* TEXTAUSZUG *
____________________

Die „Affaire Staatskanzlei“—ein einziger Sumpf

Der Verfassungsbruch des früheren hessischen Ex-Innenministers Milde ist nur die Spitze des Eisberges/ Hauptdarsteller der sogenannten Affaire Staatskanzlei ist Ministerpräsident Walter Wallmann/ Eine Schlüsselrolle spielen die Frankfurter Bordellbrüder Beker  ■ Von Klaus-Peter Klingelschmitt

Frankfurt (taz) — Der Vorsitzende des Untersuchungsausschusses „Affaire Staatskanzlei“ des hessischen Landtags, der Christdemokrat Helmut Lenz (59), bat die Obmänner der Parteien am Montag um Zurückhaltung. In Wahlkampfzeiten, sagte Lenz, neige der „homo politicus“ nämlich dazu, die sachliche Ebene der Auseinandersetzung zu verlassen und Scheingefechte für die Presse und damit für das Wahlvolk zu führen. Immerhin wird in Hessen am 20.Januar ein neuer Landtag gewählt — und die Protagonisten des Wiesbadener Schauspiels, in dem es nicht nur um die Aufklärung des Verfassungsbruchs von Ex-Innenminister Gottfried Milde (CDU) geht, stehen als Wahlkämpfer in vorderster politischer Front.

____________________

* GESTELLTE AUFGABE 1 *
Drei Fragen zum Artikel über die Affaire Staatskanzlei:
(a) Wen nennt der Untertitel als Hauptdarsteller der Affaire?
(b) An welchem Tag wird in Hessen ein neuer Landtag gewählt?
(c) Wie alt ist der Ausschussvorsitzende Helmut Lenz?
* GESTELLTE AUFGABE 2 *
Führe den Artikel über die Affaire Staatskanzlei im Anschluss an seinen letzten Satz weiter.

* DATENZEILEN *
____________________

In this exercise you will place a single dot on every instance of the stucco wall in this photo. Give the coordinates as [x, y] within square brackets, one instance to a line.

____________________

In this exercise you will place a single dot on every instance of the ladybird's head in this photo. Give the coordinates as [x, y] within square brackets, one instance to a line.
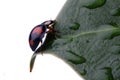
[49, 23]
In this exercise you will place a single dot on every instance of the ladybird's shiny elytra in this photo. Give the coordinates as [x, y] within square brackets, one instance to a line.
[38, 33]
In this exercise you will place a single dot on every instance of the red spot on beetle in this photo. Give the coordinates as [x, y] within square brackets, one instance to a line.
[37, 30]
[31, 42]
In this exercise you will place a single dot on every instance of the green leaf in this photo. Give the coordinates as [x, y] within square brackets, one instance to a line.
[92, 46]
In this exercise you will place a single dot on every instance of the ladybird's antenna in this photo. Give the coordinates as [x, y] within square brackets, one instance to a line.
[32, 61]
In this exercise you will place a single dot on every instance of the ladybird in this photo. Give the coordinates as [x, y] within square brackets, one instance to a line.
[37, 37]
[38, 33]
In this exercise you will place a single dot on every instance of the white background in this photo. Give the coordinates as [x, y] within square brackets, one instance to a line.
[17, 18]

____________________

* ERWARTETE ANTWORT 1 *
(a) Ministerpräsident Walter Wallmann
(b) Am 20. Januar
(c) 59 Jahre

* ERWARTETE ANTWORT 2 *
Doch die Sorgen des Ausschußvorsitzenden sind unbegründet. Draußen im Hessenland versteht kaum noch einer, warum vor dem Untersuchungsgremium die Landtagspolitiker von CDU und SPD auftreten (müssen), Staatsanwälte zu „Seilschaften“ befragt werden oder Journalisten Auskunft darüber geben sollen, wie sie in den Besitz bestimmter Informationen gelangt sind. Noch immer firmiert die „Affaire Staatskanzlei“ in der breiten Medienöffentlichkeit als „Affaire Milde“ — und die, so das Credo vor allem der Christdemokraten, habe schließlich mit dem Rücktritt des Innenministers Ende 1990 ihr Ende gefunden, wenn auch ein unrühmliches.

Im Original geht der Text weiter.